— begin Excerpt provided —
Partly because this EP was born in isolation, I’ve done everything for this record myself, which is something I’ve never done before. I wrote, recorded, produced, mixed and mastered everything, even did the artwork myself. I’m really proud of that, and I worked really hard on it, so I hope you enjoy it. I really want this record to wrap you up and carry you through the winter like a soft hug, like all the best chill acoustic tracks do. See you on the other side.
heather
This song is the oldest on the EP – I wrote this at the start of 2019, I’d just arrived in Ontario to start preparing for my Canadian tour. There was snow everywhere, it was beautiful and cold and so different, a real adventure. I somehow managed to borrow a guitar from somewhere, and a lush guitar shop in Hamilton let me use their back room to practice for free (if you ever find yourself in Hamilton, Ontario, go check out Picks and Sticks, they’re lush). This is a song about homesickness really, a song about my love for the North East, and about pushing yourself out of your comfort zone;
“my tears I threw with baited breath into the Tyne and, I guess it’s true this Magpie city’s my Carolina” (A little homage to James Taylor’s classic ‘Carolina in My Mind’)
victoria
This is another song I wrote during my Canadian tour. A classic heartbreak tune really, but with a little twist in that it’s written to a place (Victoria on Vancouver Island) instead of a person. With a lot of my songs I like to play with contradictions – in ‘Getting By’ it’s playing with the idea of how you can be happy and sad at the same time, and in victoria there’s a bit of that too. “How can I be so miserable when everything is so
beautiful?” The outro to that song I added much later, in the production process, which isn’t something I usually do but I think the freedom of just working on it all on my own, without any real deadline, gave me that freedom to just try things out.
— end Excerpt provided —
— begin Information shown —
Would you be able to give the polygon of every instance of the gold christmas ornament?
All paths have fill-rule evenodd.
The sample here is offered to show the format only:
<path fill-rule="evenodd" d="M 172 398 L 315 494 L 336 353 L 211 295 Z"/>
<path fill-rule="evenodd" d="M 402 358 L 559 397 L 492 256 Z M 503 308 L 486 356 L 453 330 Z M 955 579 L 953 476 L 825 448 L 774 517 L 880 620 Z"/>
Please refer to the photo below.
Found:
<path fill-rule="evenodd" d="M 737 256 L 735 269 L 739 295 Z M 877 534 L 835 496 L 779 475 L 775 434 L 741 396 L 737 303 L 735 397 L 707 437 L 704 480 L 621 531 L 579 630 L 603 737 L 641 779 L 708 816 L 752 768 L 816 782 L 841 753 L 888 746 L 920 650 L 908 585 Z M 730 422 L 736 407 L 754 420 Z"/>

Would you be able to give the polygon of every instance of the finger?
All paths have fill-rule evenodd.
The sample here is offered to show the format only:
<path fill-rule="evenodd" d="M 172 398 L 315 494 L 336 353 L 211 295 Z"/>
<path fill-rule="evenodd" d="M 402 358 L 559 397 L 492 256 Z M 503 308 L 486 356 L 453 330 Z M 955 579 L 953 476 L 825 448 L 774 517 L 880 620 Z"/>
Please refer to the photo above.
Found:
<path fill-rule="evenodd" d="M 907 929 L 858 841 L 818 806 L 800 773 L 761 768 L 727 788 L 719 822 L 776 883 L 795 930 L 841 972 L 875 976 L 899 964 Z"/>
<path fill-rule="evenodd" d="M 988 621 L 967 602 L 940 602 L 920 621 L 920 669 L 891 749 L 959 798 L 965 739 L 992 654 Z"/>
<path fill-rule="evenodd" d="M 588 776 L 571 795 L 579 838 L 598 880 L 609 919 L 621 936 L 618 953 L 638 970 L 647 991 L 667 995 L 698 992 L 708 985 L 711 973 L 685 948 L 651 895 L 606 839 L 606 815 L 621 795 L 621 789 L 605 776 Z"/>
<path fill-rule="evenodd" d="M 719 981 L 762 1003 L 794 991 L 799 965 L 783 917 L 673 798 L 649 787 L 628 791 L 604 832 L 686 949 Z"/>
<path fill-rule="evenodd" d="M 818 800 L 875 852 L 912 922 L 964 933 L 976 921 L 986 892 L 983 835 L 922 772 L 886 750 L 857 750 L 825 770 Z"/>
— end Information shown —
[What you will do]:
1. According to the EP notes, which jobs did the artist handle alone for this record? List every one.
2. Resume the EP notes after their final sentence, keeping the same voice.
The lines come from a separate source and have no connection to the EP notes.

[Responses by task]:
1. Writing, recording, producing, mixing, mastering, and the artwork.

2.
i just want you
When I started recording and producing this EP, I was listening to a lot of Donovan Woods (who really influenced this whole EP I think) and I just really wanted to write a soft, sad little love song reminiscent of his ‘Portland, Maine’ or ‘I Ain’t Ever Loved No One’, and that’s what I tried to do with this song. It’s about the age old idea of wanting someone who probably doesn’t want you back. One of the things I love most in the writing of my favourite lyricists is when they can write about something so universal and make it feel personal to you, so that’s what I tried to do here.
seattle
This is such a weird little song, and I’m still not really sure what made me dust this one off and bring it out. It’s another one I wrote on tour in 2019, and played at a few shows, and a few times it really connected with people, so that’s probably why it’s stuck around. When you’re on tour you’re sort of constantly just passing through, and I guess that’s what this song is about – the potential in strangers you’ll never talk to and the worlds they live in that you’ll never really know that you just briefly glimpse in passing.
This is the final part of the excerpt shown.